▸ Условие задачи: Воспроизведите без изменений часть приведенного ниже отрывка об Алексее Адашеве: начните с места, где есть слова «Другое известие, побуждающее», и остановитесь после слов «рассчитанная на гласность.».

▸ Текст для чтения:
Среди «доброхотных», коих Иван Грозный обвинял в чародействе, Курбский, по всей видимости, числил и Алексея Адашева, что явствует из третьего его послания Ивану, где читаем: «А еже пишеши, аки бы царицу твою очаровано и тобя с нею разлучено от тех предреченных мужей…»{1895}. Нет сомнений, что «предреченные мужи» — это Сильвестр и Адашев.
По тем временам обвинить в чародействе — значит обвинить в еретичестве. Надо сказать, что мы располагаем редкими сведениями источников о религиозных предпочтениях Адашева, да и то они носят косвенный характер. Известно, например, его присутствие при доносе Сильвестра и благовещенского священника Симеона государю на сына боярского Матвея Башкина, впавшего в ересь. В челобитной митрополиту Макарию поп Сильвестр писал: «И как государь из Кирилова приехал и язъ съ Семионом то Царю Государю Великому Князю все сказали про Башкина, а Ондрей протопоп и Алексей Адашев то слышали жъ»{1896}. Ересь Башкина, как мы знаем, Сильвестр долго утаивал. И лишь когда дело приобрело скандальный оборот, Сильвестр, чтобы отвести от себя подозрение, отмежевался от Матвея и донес на него царю Ивану. Ситуация, по-видимому, был настолько серьезной и угрожающей, что в нее решил вмешаться Алексей Адашев и, разумеется, на стороне Сильвестра. Трудно предположить, что тот не информировал своего друга своевременно о ереси, просочившейся в Кремль. Столь же трудно предположить, что Адашев не был с Сильвестром «заодин» в благожелательном отношении к дворцовым еретикам.
Другое известие, побуждающее задуматься относительно Адашева, сообщает Пискаревский летописец: «А житие его (Адашева. — И.Ф.) было: всегда пост и молитва безспрестани, по одной просвире ел надень»{1897}. Курбский, превознося нравственные качества Адашева, говорил: «Понеже той был Алексей не токмо сам добродетелен, но друг и причастник, яко Давыд рече, всем боящимся Господа и сообщник всем хранящим заповеди его. И колко десят имел прокаженных в дому своем, тайне питающее и обмывающее их, многожды сам руками своими гной их отирающа»{1898}. Перед нами тайна, легко переходящая в гласность, больше того: рассчитанная на гласность.
Такое наружное и показное благочестие внушает подозрение, поскольку к нему обычно прибегали еретики, скрывавшие свою истинную веру и желавшие выдать себя за правоверных христиан. А столь избыточное (для человека положения Адашева) и отнюдь не тайное «подвижничество» преследовало, скорее всего, цель произвести впечатление на окружающих и создать вокруг себя ореол святости. И Курбский взял на себя смелость, вопреки церковным правилам, назвать Адашева святым{1899}.

▸ Исходные данные:
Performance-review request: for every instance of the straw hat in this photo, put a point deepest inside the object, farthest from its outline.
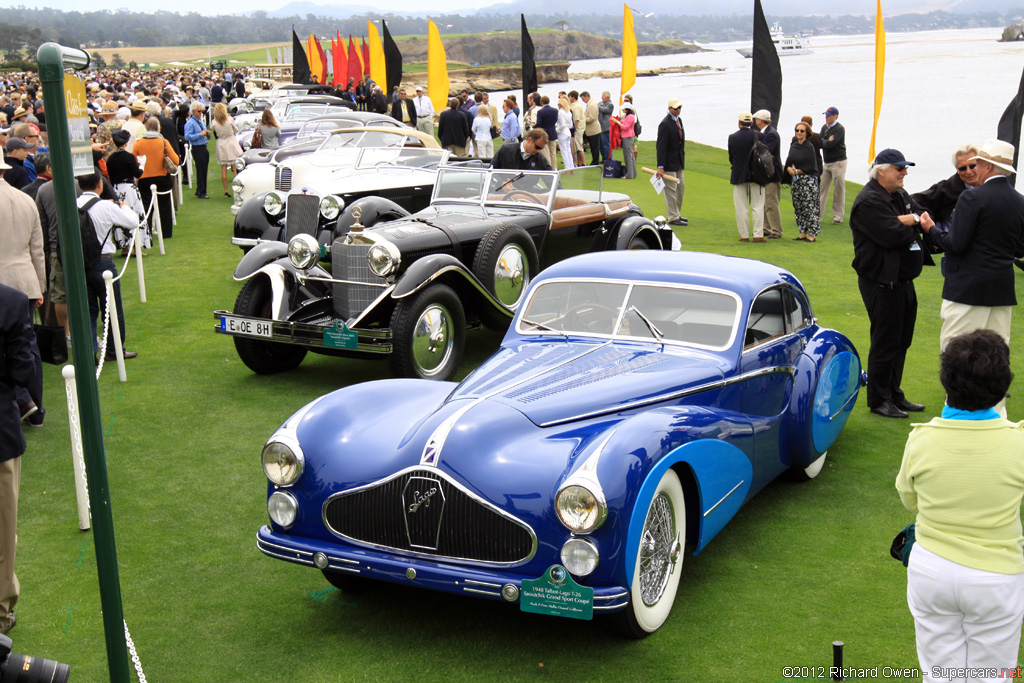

▸ Ответ:
Другое известие, побуждающее задуматься относительно Адашева, сообщает Пискаревский летописец: «А житие его (Адашева. — И.Ф.) было: всегда пост и молитва безспрестани, по одной просвире ел надень»{1897}. Курбский, превознося нравственные качества Адашева, говорил: «Понеже той был Алексей не токмо сам добродетелен, но друг и причастник, яко Давыд рече, всем боящимся Господа и сообщник всем хранящим заповеди его. И колко десят имел прокаженных в дому своем, тайне питающее и обмывающее их, многожды сам руками своими гной их отирающа»{1898}. Перед нами тайна, легко переходящая в гласность, больше того: рассчитанная на гласность.